Passage given ▸
Anyway I have absolutely no problem with poly-b. To this day I still don't understand what all the fuss was about. It was always absolutely reliable. 

The only problems we ever had with it was the first year we used it when we were still using those crappy grey acetal plastic crimp fittings (also they briefly experimented with aluminum crimp rings - many failures on those too). Total junk. Switched to copper and brass fittings and all problems went away.

Lots of companies (us too back then) also used it for radiant heating. We didn't know any better. That was a massive mistake. With no oxygen barrier it rots out boilers and heating systems badly. But the pipe never fails - just fills up with oxidized boiler "dust".


----------



## futz (Sep 17, 2009)

TheMaster said:


> You might should consult the "shorty" of the house AND the man of the house. I usually have the owner come in and stand on somthing that will be the same height of the finished floor of the shower and tell me where they want everything to be.


They had been worrying about it and we did exactly that. The sprays are level with her collarbone area or slightly below. We decided to leave it at that. Those sprays have some angle adjustment, don't they? Like 10 or 15 degrees?


----------



## TheMaster (Jun 12, 2009)

futz said:


> They had been worrying about it and we did exactly that. The sprays are level with her collarbone area or slightly below. We decided to leave it at that. Those sprays have some angle adjustment, don't they? Like 10 or 15 degrees?

What the task asks ▸ Could you copy the stretch of the plumbing thread from "## futz (Sep" through "everything to be." word for word?

Dataset entries ▸
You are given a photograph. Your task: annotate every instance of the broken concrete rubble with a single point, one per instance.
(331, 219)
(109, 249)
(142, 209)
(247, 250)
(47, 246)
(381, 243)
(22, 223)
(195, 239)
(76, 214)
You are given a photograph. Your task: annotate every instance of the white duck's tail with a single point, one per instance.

...

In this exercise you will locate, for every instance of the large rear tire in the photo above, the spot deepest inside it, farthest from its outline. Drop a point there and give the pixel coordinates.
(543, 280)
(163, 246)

Exercise response ▸
## futz (Sep 17, 2009)

TheMaster said:


> You might should consult the "shorty" of the house AND the man of the house. I usually have the owner come in and stand on somthing that will be the same height of the finished floor of the shower and tell me where they want everything to be.